• **Text block**:
--------------------------------------------------
Ebay is your best bet.


----------



## Alexraptor (Jan 30, 2003)

rbp 4 135 said:


> actually the total heat output between a pc and mh is not so different, it is jsut that all of the heat on a mh is concentrated in a small area, as with all of the light. just hang them about 12 inches above the water and they should minimally affect your tempature. they do draw alot of energy though. Hmm my final suggestion is how about t-5 these are starting to catch on, and your local hardware stores may carry the fixtures, although they wont be HO, and the k would be around 6500-4500


*sigh* Not to be rude, but im aware of all those options, i run t8's on my current reef tank.
Ill say this once again, "Light Fixtures" bought here in sweden, are more than "twice as expensive" as in the united states. Hence why im trying to find something similar to the "Mini Compact" bulbs.
So that i will NOT have to replace my current fixtures.


----------



## rbp 4 135 (Mar 2, 2004)

ya i know you know that i know that you know what you are dooing :laugh: 
i hope that you find some of those bulbs.


----------



## BlackSunshine (Mar 28, 2006)

I'm thinking Ebay may be your best bet. I know there are some sellers that are over that way. I'm sure one of them should be able to provide you the bulbs your looking for.


----------



## Alexraptor (Jan 30, 2003)

the biggest problem is voltage, U.S models use 110-120 volts
if they arent sold in europe, then a ebay seller wont help me because it has to be 220 volts or ill fry the bulb.


----------



## BlackSunshine (Mar 28, 2006)

Alexraptor said:


> the biggest problem is voltage, U.S models use 110-120 volts
> if they arent sold in europe, then a ebay seller wont help me because it has to be 220 volts or ill fry the bulb.


Yes. there are european sellers also on Ebay. alot out of germany also. you just have to dig around once you find one ask them questions they might have those avalible just not listed.
Have you thought to get an universal adapter and used the US blub and fixture? that may be an easier soloution.


----------



## Alexraptor (Jan 30, 2003)

yeah, but to by a US fixture it needs to be shipped from the US, and as i stated before, i would then get slapped with a large import fee


----------



## mykil73g (Aug 28, 2004)

are these guys the same makers?
http://www.esuweb.com/category.asp?ESUSubCompany=Coralife

hope you find/get them!
would you have to pay even if someone got them here and shipped them to your door? ( like a gift,sent by ups or something)


----------
--------------------------------------------------
• **Exercises to complete**:
1/ In the forum thread, what voltage do U.S. models use?
2/ Copy word for word the part of the forum thread that begins at the words "I'm thinking Ebay" and stops after "your looking for.".

• **Provided information**:
--------------------------------------------------
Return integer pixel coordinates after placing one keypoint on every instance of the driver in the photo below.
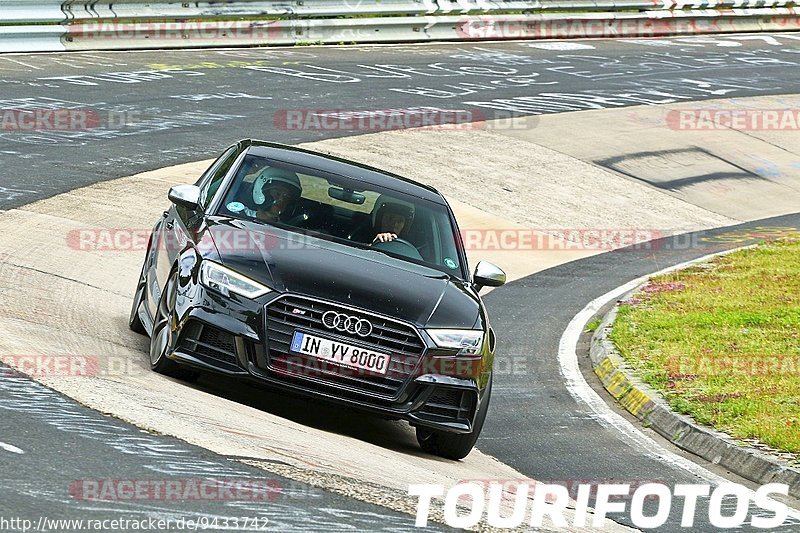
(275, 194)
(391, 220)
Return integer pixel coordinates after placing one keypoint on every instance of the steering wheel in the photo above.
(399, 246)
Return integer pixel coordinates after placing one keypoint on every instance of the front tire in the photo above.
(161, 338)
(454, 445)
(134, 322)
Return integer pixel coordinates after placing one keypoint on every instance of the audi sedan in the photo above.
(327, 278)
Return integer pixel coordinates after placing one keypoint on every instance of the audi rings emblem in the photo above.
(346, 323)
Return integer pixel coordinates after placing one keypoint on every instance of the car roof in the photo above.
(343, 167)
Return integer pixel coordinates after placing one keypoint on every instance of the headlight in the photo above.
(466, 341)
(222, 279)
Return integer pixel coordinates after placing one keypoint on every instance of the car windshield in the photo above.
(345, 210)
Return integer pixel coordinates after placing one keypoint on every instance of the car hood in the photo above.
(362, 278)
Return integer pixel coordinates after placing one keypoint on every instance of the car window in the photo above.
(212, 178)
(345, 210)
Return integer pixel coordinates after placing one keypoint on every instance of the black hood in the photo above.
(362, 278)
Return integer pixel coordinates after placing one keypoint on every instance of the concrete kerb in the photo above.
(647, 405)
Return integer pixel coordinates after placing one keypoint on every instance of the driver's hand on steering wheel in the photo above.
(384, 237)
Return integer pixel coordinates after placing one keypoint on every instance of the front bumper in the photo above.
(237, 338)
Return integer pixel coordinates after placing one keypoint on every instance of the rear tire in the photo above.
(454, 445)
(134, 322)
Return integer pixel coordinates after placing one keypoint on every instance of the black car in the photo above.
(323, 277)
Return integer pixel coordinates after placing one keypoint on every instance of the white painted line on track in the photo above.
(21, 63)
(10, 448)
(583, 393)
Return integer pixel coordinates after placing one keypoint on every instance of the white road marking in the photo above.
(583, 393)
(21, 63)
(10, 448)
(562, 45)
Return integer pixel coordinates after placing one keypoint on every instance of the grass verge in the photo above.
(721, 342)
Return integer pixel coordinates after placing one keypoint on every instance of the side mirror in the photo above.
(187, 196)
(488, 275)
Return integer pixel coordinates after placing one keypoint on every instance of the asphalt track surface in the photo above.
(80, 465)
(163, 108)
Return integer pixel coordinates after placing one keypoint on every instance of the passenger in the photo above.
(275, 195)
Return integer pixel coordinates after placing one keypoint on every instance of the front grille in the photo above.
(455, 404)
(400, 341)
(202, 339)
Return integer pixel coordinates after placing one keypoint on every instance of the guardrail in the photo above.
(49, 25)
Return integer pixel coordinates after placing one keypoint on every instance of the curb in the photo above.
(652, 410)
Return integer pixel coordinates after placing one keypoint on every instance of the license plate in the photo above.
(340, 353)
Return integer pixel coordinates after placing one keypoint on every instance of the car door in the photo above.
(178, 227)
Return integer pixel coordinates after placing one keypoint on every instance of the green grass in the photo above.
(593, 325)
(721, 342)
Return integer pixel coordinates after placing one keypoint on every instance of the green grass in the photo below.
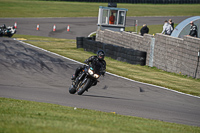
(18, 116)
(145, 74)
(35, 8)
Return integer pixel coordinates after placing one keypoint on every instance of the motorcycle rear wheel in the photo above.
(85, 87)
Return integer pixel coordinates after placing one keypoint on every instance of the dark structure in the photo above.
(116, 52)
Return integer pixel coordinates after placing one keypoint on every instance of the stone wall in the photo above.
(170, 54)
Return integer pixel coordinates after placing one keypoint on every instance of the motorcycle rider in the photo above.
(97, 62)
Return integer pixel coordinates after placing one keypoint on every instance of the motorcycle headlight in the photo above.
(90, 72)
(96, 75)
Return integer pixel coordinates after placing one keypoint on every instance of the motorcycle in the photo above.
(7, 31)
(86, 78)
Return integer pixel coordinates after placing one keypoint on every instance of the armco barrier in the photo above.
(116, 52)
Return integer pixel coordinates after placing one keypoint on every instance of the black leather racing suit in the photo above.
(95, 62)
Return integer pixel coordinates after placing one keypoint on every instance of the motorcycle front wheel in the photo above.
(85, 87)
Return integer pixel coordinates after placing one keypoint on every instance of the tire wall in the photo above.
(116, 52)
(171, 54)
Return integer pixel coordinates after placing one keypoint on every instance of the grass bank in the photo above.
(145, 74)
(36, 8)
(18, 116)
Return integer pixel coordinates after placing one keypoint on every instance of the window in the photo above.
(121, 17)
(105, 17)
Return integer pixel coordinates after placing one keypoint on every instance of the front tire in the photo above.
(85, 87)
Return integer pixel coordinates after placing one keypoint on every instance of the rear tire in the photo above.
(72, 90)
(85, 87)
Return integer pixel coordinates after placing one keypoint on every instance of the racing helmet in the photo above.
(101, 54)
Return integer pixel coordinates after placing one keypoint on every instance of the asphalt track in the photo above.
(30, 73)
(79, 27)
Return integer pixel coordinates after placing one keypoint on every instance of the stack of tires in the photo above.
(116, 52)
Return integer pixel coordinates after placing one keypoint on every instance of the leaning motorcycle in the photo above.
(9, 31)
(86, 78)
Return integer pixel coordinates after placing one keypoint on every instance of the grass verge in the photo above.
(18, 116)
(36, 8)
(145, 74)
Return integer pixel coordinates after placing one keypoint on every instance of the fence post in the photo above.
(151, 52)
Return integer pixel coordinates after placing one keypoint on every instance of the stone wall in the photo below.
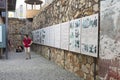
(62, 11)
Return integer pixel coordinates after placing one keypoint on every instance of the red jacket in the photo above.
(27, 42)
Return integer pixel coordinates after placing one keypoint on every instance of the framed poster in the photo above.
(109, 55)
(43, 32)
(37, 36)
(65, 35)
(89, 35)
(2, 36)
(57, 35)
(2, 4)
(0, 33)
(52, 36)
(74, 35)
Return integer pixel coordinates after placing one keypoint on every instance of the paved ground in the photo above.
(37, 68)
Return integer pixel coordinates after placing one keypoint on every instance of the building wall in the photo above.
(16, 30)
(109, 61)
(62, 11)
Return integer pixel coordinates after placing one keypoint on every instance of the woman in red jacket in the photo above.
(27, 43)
--------------------------------------------------
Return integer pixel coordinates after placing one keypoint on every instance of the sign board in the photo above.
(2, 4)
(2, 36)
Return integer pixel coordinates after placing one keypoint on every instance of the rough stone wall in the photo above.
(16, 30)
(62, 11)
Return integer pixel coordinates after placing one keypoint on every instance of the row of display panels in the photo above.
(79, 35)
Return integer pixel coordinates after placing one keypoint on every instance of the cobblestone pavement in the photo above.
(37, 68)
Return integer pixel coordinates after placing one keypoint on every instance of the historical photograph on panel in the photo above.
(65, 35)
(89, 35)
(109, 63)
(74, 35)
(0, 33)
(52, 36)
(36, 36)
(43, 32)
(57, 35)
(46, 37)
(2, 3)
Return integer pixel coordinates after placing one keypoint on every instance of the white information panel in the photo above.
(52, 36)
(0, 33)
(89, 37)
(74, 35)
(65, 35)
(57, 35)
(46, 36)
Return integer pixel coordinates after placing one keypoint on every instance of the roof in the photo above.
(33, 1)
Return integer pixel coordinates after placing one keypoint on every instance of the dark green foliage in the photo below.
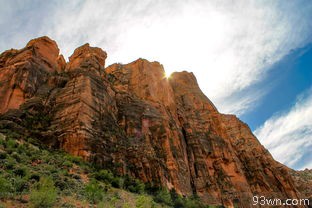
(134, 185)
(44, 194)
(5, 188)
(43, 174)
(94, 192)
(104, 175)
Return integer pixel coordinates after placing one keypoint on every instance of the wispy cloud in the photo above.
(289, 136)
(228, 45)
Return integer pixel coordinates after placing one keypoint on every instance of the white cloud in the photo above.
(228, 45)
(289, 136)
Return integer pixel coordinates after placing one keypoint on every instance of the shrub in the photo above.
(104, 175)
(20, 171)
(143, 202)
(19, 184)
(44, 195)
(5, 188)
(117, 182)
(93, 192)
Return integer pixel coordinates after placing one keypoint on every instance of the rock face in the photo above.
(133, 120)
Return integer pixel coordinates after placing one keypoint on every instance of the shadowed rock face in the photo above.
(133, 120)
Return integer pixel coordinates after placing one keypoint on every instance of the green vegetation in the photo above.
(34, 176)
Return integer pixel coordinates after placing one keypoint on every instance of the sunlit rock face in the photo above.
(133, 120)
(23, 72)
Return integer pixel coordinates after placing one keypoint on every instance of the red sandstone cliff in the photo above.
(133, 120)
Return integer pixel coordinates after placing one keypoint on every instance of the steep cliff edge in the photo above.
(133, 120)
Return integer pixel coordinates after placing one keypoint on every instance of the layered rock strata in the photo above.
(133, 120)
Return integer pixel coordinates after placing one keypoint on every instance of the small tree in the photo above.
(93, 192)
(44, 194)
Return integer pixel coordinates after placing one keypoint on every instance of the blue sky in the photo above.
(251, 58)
--------------------------------------------------
• **Answers given**:
1/ 110-120 volts

2/
I'm thinking Ebay may be your best bet. I know there are some sellers that are over that way. I'm sure one of them should be able to provide you the bulbs your looking for.